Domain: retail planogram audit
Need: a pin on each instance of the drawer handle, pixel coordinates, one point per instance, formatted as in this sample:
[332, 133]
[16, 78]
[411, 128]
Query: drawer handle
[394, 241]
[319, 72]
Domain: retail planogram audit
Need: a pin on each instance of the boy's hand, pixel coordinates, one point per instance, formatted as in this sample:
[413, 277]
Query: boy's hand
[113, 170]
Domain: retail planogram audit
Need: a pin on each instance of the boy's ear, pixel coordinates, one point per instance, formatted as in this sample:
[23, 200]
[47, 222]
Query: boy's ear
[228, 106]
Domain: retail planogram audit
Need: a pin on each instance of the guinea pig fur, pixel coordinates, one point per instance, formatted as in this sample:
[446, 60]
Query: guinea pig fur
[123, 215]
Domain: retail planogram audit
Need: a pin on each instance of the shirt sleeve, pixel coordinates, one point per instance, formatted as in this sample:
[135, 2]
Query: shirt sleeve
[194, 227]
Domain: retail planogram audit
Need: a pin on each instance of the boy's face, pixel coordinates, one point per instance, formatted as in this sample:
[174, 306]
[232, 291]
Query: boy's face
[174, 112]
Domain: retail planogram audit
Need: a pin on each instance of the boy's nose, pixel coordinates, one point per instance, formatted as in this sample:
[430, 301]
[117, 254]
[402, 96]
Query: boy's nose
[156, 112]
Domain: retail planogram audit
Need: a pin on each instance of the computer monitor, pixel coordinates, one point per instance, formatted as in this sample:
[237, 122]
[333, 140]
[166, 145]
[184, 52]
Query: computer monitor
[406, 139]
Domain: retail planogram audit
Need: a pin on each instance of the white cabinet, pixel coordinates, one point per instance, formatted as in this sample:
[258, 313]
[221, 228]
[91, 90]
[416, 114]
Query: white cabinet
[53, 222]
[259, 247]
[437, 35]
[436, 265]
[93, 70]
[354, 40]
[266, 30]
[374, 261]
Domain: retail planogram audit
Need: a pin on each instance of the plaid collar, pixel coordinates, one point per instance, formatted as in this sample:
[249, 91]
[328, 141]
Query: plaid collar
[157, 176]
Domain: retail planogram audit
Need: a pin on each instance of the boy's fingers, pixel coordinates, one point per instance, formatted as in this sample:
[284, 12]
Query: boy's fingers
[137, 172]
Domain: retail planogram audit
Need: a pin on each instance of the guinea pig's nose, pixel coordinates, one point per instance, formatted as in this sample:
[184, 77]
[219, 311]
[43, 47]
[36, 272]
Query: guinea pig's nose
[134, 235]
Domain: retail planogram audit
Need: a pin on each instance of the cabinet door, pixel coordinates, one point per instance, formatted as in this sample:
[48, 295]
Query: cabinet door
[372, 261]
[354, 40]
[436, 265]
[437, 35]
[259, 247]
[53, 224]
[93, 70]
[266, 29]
======
### Task item
The records above are to be set down again exactly as written.

### Result
Domain: retail planogram audit
Need: a pin on each instance of the drawer handle, pixel coordinates, one point per instance, formatted as in this sample:
[332, 133]
[16, 78]
[411, 128]
Query: drawer handle
[394, 241]
[319, 72]
Domain: retail planogram audit
Need: a pin on each instance of the boy's hand, pixel coordinates, one point per instance, formatted as in this sample:
[413, 277]
Query: boy's hand
[113, 170]
Domain: retail planogram audit
Need: a pin on each instance of the boy's ear, pixel coordinates, one point per instance, formatted as in this sample:
[23, 200]
[47, 222]
Query: boy's ear
[228, 106]
Domain: retail planogram audit
Need: a pin on each instance of the guinea pig fur, pixel coordinates, one point per instance, formatted as in this sample:
[446, 60]
Query: guinea pig fur
[123, 215]
Domain: retail planogram audit
Need: a pin on each instance of the shirt sleeve, pixel coordinates, one point per instance, formatted as in this sample:
[135, 2]
Query: shirt sleeve
[194, 227]
Domain: retail planogram audit
Need: a pin on each instance of the boy's face, pixel coordinates, one point per instance, formatted as in this sample:
[174, 306]
[232, 291]
Query: boy's face
[174, 112]
Domain: retail planogram audit
Need: a pin on each instance of the boy's nose, pixel coordinates, one point per instance, formatted as in this sample:
[430, 301]
[117, 254]
[402, 96]
Query: boy's nose
[156, 112]
Domain: retail planogram audit
Need: a pin on each instance of the computer monitor, pixel coordinates, one point per instance, formatted as in this sample:
[237, 122]
[333, 140]
[166, 145]
[184, 52]
Query: computer monitor
[406, 139]
Domain: retail planogram audit
Need: a pin on each instance of the white cabinet, pixel coordinates, one point per instance, formatted as in this sample:
[258, 313]
[221, 228]
[91, 90]
[416, 114]
Query: white cabinet
[53, 222]
[259, 247]
[437, 35]
[436, 265]
[93, 70]
[354, 40]
[266, 30]
[374, 261]
Domain: retail planogram audit
Need: a pin on each instance of the plaid collar, pixel coordinates, one point per instance, formatted as in this sample:
[249, 91]
[328, 141]
Query: plaid collar
[157, 176]
Domain: retail planogram audit
Need: a pin on each instance of the boy's fingers, pixel coordinates, one point per instance, formatted as in this sample:
[284, 12]
Query: boy's fingers
[137, 172]
Domain: retail planogram audit
Need: a pin on each instance of the guinea pig's nose, pixel coordinates, one point per instance, formatted as in this sample:
[184, 77]
[219, 311]
[43, 47]
[36, 272]
Query: guinea pig's nose
[134, 235]
Domain: retail planogram audit
Need: a pin on each instance of the cabinet door, pixel coordinates, one point per instance, formatted as in this sample:
[48, 295]
Query: cabinet door
[372, 261]
[354, 40]
[436, 265]
[437, 35]
[259, 247]
[53, 224]
[93, 70]
[266, 29]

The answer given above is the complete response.